━━━━━ DATA LISTING ━━━━━

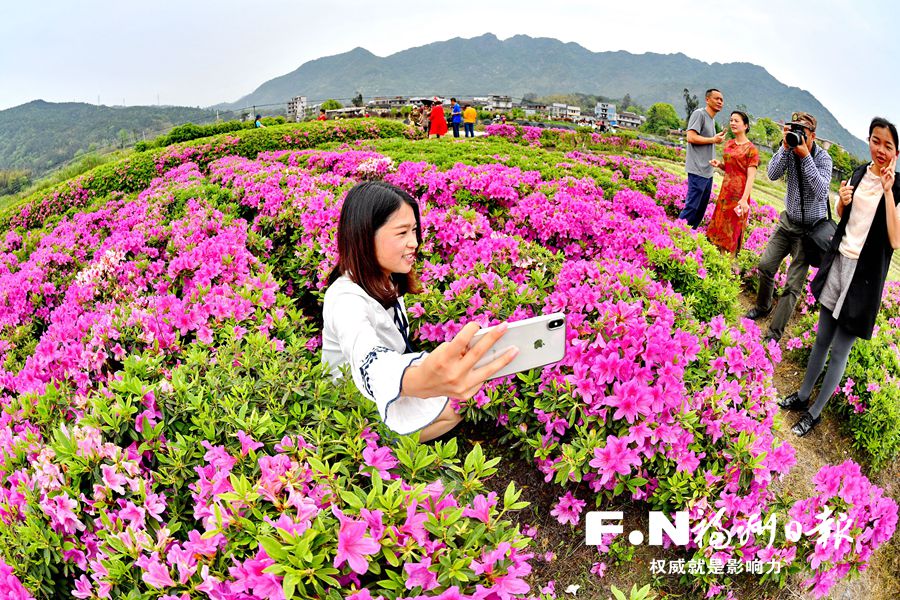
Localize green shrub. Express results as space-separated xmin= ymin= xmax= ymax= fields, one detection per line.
xmin=644 ymin=226 xmax=740 ymax=322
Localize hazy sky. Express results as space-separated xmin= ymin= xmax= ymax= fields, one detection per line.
xmin=1 ymin=0 xmax=896 ymax=141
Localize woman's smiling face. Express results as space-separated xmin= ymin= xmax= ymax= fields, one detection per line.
xmin=869 ymin=126 xmax=898 ymax=170
xmin=374 ymin=201 xmax=418 ymax=276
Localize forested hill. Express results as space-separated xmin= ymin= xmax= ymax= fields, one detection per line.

━━━━━

(ACTION ITEM): Please transcribe the listing above verbatim and exclude every picture.

(RESPONSE TO THE TASK):
Localize green shrub. Express results as space-separated xmin= ymin= xmax= ymax= fields, one detection per line.
xmin=644 ymin=226 xmax=740 ymax=322
Localize hazy sky. Express results as space-separated xmin= ymin= xmax= ymax= fields, one detection per line.
xmin=1 ymin=0 xmax=896 ymax=141
Localize woman's smiling face. Express results as space-separated xmin= ymin= xmax= ymax= fields, one detection per line.
xmin=869 ymin=126 xmax=898 ymax=170
xmin=374 ymin=201 xmax=418 ymax=276
Localize forested hill. Express results as space-separated xmin= ymin= xmax= ymax= fields, one detection per line.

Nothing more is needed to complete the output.